[Required actions]
1. Write out, word for word, the passage of the waterjet cutting article that begins with the words containing "By Jeff Day" and ends with "of the cost.".
2. Carry the waterjet cutting article on from its last sentence.

By Jeff Day
Over the past 5 years, the number of waterjet sold worldwide, both abrasive and pure water, has increased by an average of 18%. That growth is projected to continue for the foreseeable future. As more waterjets are purchased, current and new waterjet owners must look for ways to increase profitability. This article will attempt to point out a few ways that waterjet cutting can be more profitable. This article focuses on abrasive waterjet cutting.
Following is the typical representation of the breakdown of costs per hour for an abrasive waterjet, with abrasive being by far the largest portion of the cost.
Figure 1
While this is certainly true when looking at variable costs, when you consider fixed costs and labor costs, the picture changes dramatically.
Figure 2
With this more complete picture of costs associated with waterjet cutting, abrasive is still the largest cost-driver of waterjet cutting. Certainly anything that can be done to reduce abrasive consumption will have a great effect on cost per part. However, as an end-user, you can also focus on the other big factors: labor and the fixed costs of depreciation, interest and overhead.
Using a smaller water nozzle/abrasive nozzle combination can reduce abrasive consumption dramatically. Generally people will cut with a 0.014” water nozzle and a 0.040” or 0.043” abrasive nozzle and use anywhere from 1.2 to 2 pounds of abrasive per minute. By using a 0.010”/0.030”, abrasive consumption can be reduced to about 0.75 – 0.9 lb/min.

[Supplied information]
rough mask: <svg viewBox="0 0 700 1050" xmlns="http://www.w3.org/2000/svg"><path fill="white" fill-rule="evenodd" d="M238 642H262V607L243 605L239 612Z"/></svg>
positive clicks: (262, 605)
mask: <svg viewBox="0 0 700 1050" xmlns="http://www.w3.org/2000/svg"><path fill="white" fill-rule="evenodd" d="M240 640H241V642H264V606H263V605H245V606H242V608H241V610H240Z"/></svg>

[Results of the tasks]
1.
By Jeff Day
Over the past 5 years, the number of waterjet sold worldwide, both abrasive and pure water, has increased by an average of 18%. That growth is projected to continue for the foreseeable future. As more waterjets are purchased, current and new waterjet owners must look for ways to increase profitability. This article will attempt to point out a few ways that waterjet cutting can be more profitable. This article focuses on abrasive waterjet cutting.
Following is the typical representation of the breakdown of costs per hour for an abrasive waterjet, with abrasive being by far the largest portion of the cost.

2.
Most users are loath to do this though because a smaller water nozzle/abrasive nozzle combination means fewer parts per hour. While this is true if you can only cut with one head, cutting with 2 heads and the smaller nozzle combination will produce more parts per day at a lower abrasive cost per part. Not all parts are suitable for 2-head cutting because of part size, but with a 5’ x 10’ size table or larger, most waterjet users will find that the 2nd head can be used a large majority of the time. As an example, if you cut with the 0.014”/0.040” combination with one head at 20 inches per minute and 2 lb/min of abrasive, with the 0.010”/0.030” set-up, you would cut at 12 ipm and 1 lb/min of abrasive for similar quality. The cut speed is reduced by 40% and the abrasive is reduced by 50%. When using 2 heads, effective cut speed is 24 ipm (2 x 12 ipm) and abrasive is 2 x 1 lb/min. At $0.25/lb of abrasive, the smaller nozzle combination gives a cost of $0.021/in ((1 lb/min / 12 in/min)=0.083 lb/in * 0.25 $/lb = 0.021 $/in). The larger combination would be $0.025/in ((2 lb/min/ 20 in/min)= 0.1 lb/in * 0.25 $/lb = 0.025 $/in). This is a 16% savings per inch of cutting. If you consider how many inches of cutting you will do in a year, these fractions of a penny will add up dramatically.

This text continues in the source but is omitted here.